Problem details: Write down the listing again exactly as it appears below, without its pictures.

Data extracts:

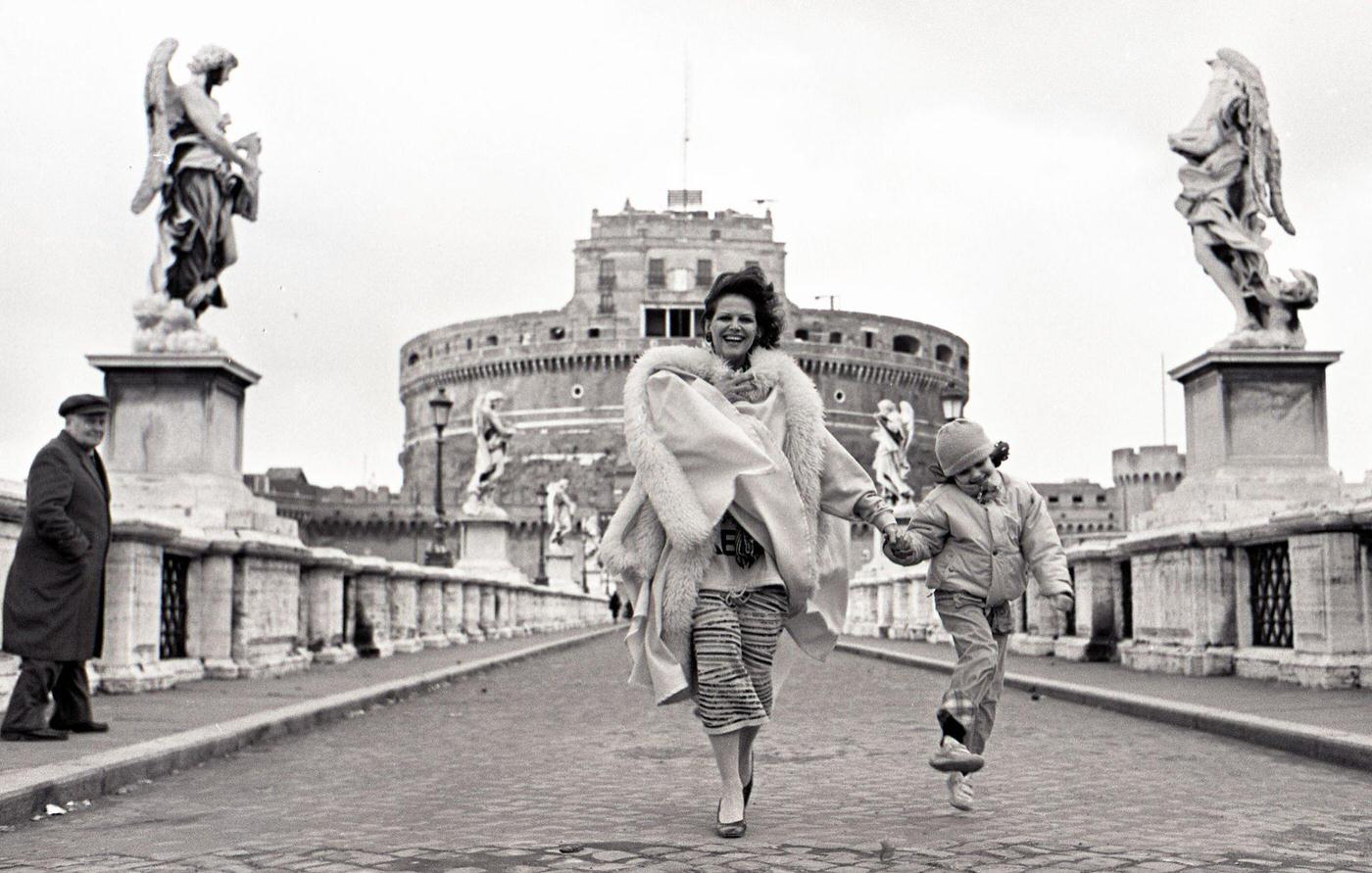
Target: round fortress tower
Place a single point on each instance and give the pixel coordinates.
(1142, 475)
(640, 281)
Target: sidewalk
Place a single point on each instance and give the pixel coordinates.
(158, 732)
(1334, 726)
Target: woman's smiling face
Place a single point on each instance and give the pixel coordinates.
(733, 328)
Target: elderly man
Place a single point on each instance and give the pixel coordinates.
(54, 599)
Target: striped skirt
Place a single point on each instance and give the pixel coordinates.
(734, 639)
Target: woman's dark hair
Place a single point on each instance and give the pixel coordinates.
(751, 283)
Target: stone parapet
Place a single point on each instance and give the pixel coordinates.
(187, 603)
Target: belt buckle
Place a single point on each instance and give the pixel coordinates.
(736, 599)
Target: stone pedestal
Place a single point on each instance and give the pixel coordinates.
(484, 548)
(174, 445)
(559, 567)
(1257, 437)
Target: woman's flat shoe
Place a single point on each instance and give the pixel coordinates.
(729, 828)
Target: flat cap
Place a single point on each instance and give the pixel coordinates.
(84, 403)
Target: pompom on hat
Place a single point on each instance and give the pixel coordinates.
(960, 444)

Exercise output:
Target: round fortress tower
Place a single point on each instance and give the pixel coordinates.
(1142, 475)
(640, 281)
Target: sidewalk
Place a single point on each instance and give the pixel coordinates.
(158, 732)
(1334, 726)
Target: woman's smiling face
Place a single point on each instance and give the pixel coordinates.
(733, 328)
Target: elderly man
Place a single point on each instance and give the pixel coordinates.
(54, 599)
Target: striped skirt
Place a single point on each instance and give the pixel coordinates.
(734, 639)
Target: woman's dark hair
Place a single point on each instance and give the pixel coordinates.
(751, 283)
Target: stone parapet
Place a single point on each instance and give the pixel coordinates.
(187, 603)
Target: belt buckle
Place a single point on each instance and give the pixel coordinates.
(736, 599)
Target: stone pedestal
Place a single point on each instance and give the pixel coordinates.
(484, 548)
(174, 445)
(559, 567)
(1257, 437)
Target: woman's flat shoe
Place a single point on each instance and give the pixel coordinates.
(729, 828)
Target: flat cap
Place a single point on each instance and give the pixel coordinates.
(84, 403)
Target: pompom on hat
Place a single point on each instance and give the pixel coordinates.
(960, 444)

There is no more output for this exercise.